* Given exercise *
Copy out the records below word for word, starting at the line that contains "Point out the letter" and ending at the line that contains "[(487, 156)]", with both of those lines included.

* Records for the task *

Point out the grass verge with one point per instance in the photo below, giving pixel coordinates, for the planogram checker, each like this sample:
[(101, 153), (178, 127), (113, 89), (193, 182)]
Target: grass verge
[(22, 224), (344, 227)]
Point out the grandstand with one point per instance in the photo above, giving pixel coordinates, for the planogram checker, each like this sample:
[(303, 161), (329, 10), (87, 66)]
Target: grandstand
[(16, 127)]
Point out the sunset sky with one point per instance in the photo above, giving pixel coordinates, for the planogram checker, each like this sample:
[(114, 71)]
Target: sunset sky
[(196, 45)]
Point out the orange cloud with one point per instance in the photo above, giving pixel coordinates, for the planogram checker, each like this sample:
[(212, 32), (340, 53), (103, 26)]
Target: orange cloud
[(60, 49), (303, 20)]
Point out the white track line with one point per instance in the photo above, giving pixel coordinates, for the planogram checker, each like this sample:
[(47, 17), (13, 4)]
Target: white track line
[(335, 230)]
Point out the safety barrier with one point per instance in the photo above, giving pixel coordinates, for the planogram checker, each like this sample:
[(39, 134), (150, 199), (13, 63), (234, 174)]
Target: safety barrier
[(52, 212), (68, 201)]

...

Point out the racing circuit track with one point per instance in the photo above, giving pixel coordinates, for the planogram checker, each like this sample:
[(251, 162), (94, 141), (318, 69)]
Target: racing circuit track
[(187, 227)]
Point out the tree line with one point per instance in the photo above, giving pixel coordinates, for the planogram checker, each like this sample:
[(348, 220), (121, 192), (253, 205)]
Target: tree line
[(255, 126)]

* * *

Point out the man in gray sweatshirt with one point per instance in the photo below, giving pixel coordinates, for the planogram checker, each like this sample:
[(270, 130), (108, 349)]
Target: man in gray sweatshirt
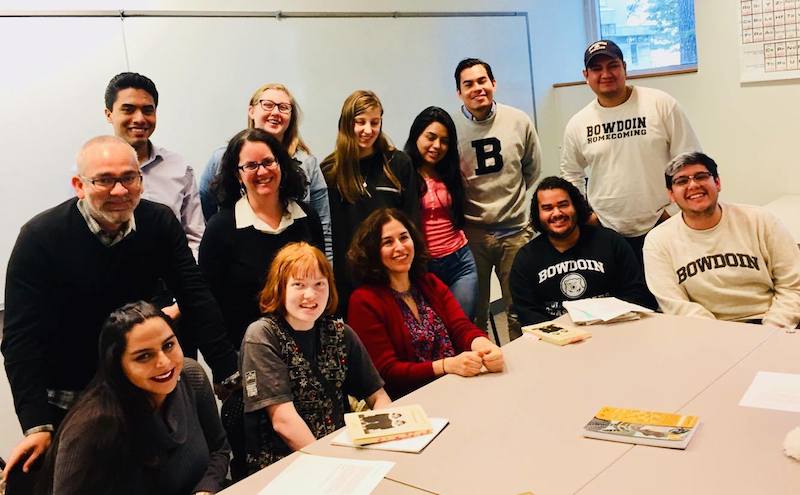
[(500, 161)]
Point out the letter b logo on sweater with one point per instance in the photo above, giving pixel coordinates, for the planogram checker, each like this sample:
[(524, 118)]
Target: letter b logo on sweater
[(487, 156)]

* The solution *
Point out the letter b logo on sweater with one point per instance in the photo above, giving pixel coordinates, for the planogram checker, each like this sample:
[(524, 118)]
Target: letter b logo on sweater
[(487, 156)]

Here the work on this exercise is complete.